::: ДНЕВНИКОВЫЙ ОТРЫВОК

Заметка — приказал Флетчеру (в четыре часа сегодня днем) переписать семь или восемь афоризмов Бэкона, в которых я обнаружил такие ошибки, которые школьник скорее обнаружил бы, чем совершил. Таковы мудрецы! Какими же они должны быть, если такие, как я, могут споткнуться об их ошибки или неверные утверждения? Пойду спать, ибо чувствую, что становлюсь циничным.

«6 января 1821 г.

Туман — оттепель — слякоть — дождь. Никаких выездов верхом. Читал «Анекдоты» Спенса. Поуп — отличный парень, всегда так думал. Исправил ошибки в девяти афоризмах Бэкона — все исторические — и читал «Грецию» Митфорда. Написал эпиграмму. Обратился к отрывку у Гингене — то же самое у лорда Холланда в «Лопе де Вега». Написал заметку о «Дон Жуане».

«В восемь часов вышел навестить знакомых. Послушал немного музыки — похоже на музыку. Разговаривал с графом Пьетро Г. об итальянском комике Вестрисе, который сейчас в Риме, — я часто видел, как он играет в Венеции, — хороший актер, очень. Немного манерный, но превосходен как в фарсе, так и в сентиментально-патетических ролях. Он часто заставлял меня смеяться и плакать, а добиться от меня того или другого теперь не так-то просто — по крайней мере, актеру».

«Размышлял о положении женщин у древних греков — вполне удобно. Нынешнее состояние — остаток варварства рыцарских и феодальных времен — искусственное и противоестественное. Им следует заниматься домом, быть сытыми и хорошо одетыми, но не смешиваться с обществом. Быть хорошо образованными в вопросах религии, но не читать ни поэзии, ни политики — ничего, кроме книг о благочестии и кулинарии. Музыка, рисование, танцы, а также немного садоводства и время от времени пахота. Я видел, как они с успехом чинили дороги в Эпире. Почему бы и нет, наравне с заготовкой сена и дойкой?»

::::::

Где сейчас находится итальянский комик Вестрис, согласно дневниковому отрывку?

::: СПИСОК ЗАПИСЕЙ

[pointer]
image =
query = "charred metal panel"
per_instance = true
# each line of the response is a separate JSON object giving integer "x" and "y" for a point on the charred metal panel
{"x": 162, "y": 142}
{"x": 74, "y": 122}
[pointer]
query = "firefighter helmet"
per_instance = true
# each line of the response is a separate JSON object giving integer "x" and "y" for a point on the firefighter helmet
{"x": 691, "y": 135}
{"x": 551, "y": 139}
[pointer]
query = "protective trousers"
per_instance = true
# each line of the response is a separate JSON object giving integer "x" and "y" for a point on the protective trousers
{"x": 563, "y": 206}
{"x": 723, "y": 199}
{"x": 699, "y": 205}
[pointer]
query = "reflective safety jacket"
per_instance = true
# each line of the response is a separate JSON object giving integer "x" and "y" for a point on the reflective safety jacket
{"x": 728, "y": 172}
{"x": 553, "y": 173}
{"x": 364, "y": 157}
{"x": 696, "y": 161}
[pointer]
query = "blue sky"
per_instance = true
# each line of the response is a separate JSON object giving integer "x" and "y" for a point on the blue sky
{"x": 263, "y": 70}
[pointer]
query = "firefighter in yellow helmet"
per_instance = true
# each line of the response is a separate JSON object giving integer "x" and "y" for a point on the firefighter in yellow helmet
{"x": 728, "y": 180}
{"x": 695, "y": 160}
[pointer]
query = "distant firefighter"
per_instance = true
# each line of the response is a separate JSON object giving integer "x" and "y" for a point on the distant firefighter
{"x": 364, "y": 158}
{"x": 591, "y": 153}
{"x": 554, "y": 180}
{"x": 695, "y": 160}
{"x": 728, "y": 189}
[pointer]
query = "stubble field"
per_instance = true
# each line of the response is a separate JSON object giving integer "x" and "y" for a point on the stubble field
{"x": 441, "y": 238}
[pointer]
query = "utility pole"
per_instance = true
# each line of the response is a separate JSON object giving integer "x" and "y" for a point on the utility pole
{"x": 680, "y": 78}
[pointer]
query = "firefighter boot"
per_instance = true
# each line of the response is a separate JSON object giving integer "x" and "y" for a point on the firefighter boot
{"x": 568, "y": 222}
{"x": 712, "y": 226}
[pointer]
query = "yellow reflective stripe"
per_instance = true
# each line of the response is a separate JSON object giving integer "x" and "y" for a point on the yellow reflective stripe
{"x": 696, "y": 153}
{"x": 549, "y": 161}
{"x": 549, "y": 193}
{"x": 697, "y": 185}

::::::

## ОТВЕТ
В Риме.